** BEGIN Reading passage **

Daily Doses of Stupidity #748
(I think that every time I type that one the number changes)
This is one of those things where I am going to ramble on for a long time
about some subject that will probably have no meaningful purpose whatsoever,
but I'm going to tell you about it anyway.

Today's subject:  Correct spelling and the presidential race.  Trust me, they
go hand in hand, especially at UWRF.

Every four years we have to go through it, right?  And, now that we're of
age, we get to go make one little tally mark on the board of whoever we put
an X next to.  We make our little X's, those papers get taken to a big pile
out back where one of those guys in a nerdy looking plaid suit and a bowtie
and black thick-framed glasses carefully analyzes each and every graphite
mark until finally coming up with the conclusion that some guy is going to
run the country for the next four years until the process is done all over
again.  And, of course, Dan Rather gets to have his cute little slumber party
at the TV station in New York as they tabulate all of the results from those
geeky guys stationed all over the country.  Dan and his correspondents get to
chat and giggle about the latest gossip in the presidential race circuit, and
they play a couple slumber party games.  "Ok, Diane Sawyer, you chose truth,
so here's your question.  <giggle, giggle> Do you think that Leiberman is a
cutie, or what?  <giggle>"  Eventually, just when you are trying to decide
whether you are feeling nauseated because every channel you turn to is
running their own version of the Presidential Race Slumber Party, or if that
twelfth Mountain Dew is wrecking havoc on your stomach (and, oh, yeah, I have
to buy some more Mt. Dew tomorrow), the clock is just starting to toll 10:17
and you just KNOW that they're gonna do an extra long local news slumber
party and David Letterman probably won't be on at all so you're gonna miss
the Joshua Jackson interview.  Finally, this is the moment you've been
waiting for for the last five months... They're gonna announce the winner. 
Yeah!!! You don't need to watch those stupid commercials anymore!  No more
mudslinging.  At least, not for another couple of years...

** END Reading passage **

Tasks and exercises:
a) Answer these about the post on the presidential race:
(i) Which subject does the writer say goes hand in hand with the presidential race?
(ii) Who gets to hold the slumber party at the TV station in New York?
(iii) Which interview does the writer expect to miss if David Letterman is not on?
b) Carry on the post about the presidential race from its final line.

** BEGIN Excerpted records **

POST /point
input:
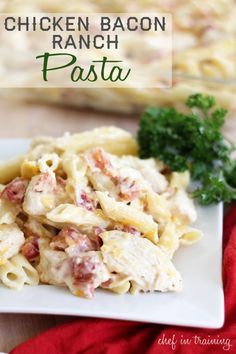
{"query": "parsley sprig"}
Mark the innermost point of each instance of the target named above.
(192, 141)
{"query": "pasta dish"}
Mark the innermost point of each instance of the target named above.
(203, 47)
(84, 212)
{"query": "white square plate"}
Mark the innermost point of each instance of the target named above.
(200, 304)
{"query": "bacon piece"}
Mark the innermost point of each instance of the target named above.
(129, 189)
(30, 249)
(83, 200)
(15, 190)
(101, 160)
(45, 182)
(127, 228)
(84, 276)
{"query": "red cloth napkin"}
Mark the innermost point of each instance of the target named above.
(98, 336)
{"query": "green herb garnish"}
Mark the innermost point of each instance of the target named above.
(192, 141)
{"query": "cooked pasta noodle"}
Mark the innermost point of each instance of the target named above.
(85, 216)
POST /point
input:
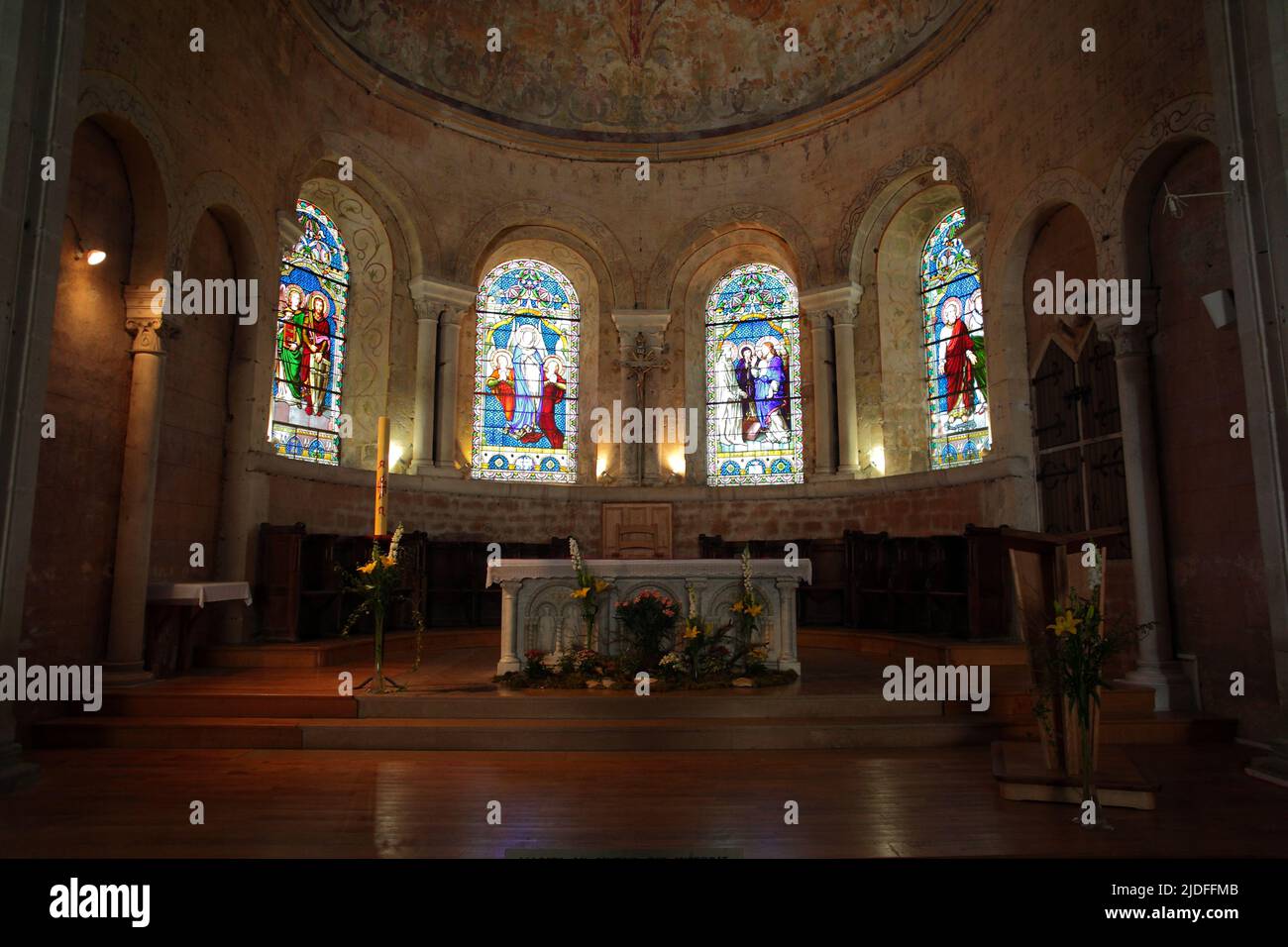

** END Excerpted records **

Task results:
a)
(i) Correct spelling
(ii) Dan Rather
(iii) The Joshua Jackson interview

b)
So, I guess that brings me to my point.  How far do you go to support whoever
you're supporting?  Stupid T-shirts that say "Thinking of Voting for Bush or
Gore makes me wanna Ralph"?  Cute as that may be, it's not really as far out
as this one:  www.uwrf4Bush.com

Now, tell me, when you guys are walking around your campus, do you guys have
HUGE chalk displays with things like "Paying too much for gas?
www.uwrf4Bush.com"  There are TONS of little things like that written all
over our sidewalks.  Some of them are cute, and make you laugh because you
realize that in a school full of ag guys you are one of the only people who
gets the one that says "Don't vote kiss  www.uwrf4Bush.com"  Now, I'm not
saying that I support Bush, and I'm not saying that I don't support him, I'm
just saying that these little chalk slogans are EVERYWHERE!  But, that's not
the worst part.  Oh, yes, it gets better.  Then there are the people who have
this great desire to defile anything having to do with anyone other
than 'their' candidate, so they take their own chalk and cross out and
mutilate these already ugly slogans.  So, they write HUGE Nader slogans. 
Most of which are also catchy.

But, this is my point.  If you're gonna do something like this, especially at
UWRF where you wanna get your point accross, don't say "Majoring in
Agraculture?  Bush cares about you.  www.uwrf4Bush.com"



PS, check this page out.  I like how Gore looks like the devil and Bush looks
like the nicest guy in the world.  Too bad his dad's VP couldn't spell,
either!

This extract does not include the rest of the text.